§ Written instruction
Please write out all of the data below line for line, shifting every answer coordinate by adding 78 to each of its numbers.

[begin Records for the exercise]

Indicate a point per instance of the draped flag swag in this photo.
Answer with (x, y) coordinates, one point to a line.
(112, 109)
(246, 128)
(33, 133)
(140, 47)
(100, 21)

[end Records for the exercise]

§ Reply
Indicate a point per instance of the draped flag swag in this photo.
Answer with (x, y) coordinates, one point to a line.
(190, 187)
(324, 206)
(111, 211)
(218, 125)
(178, 99)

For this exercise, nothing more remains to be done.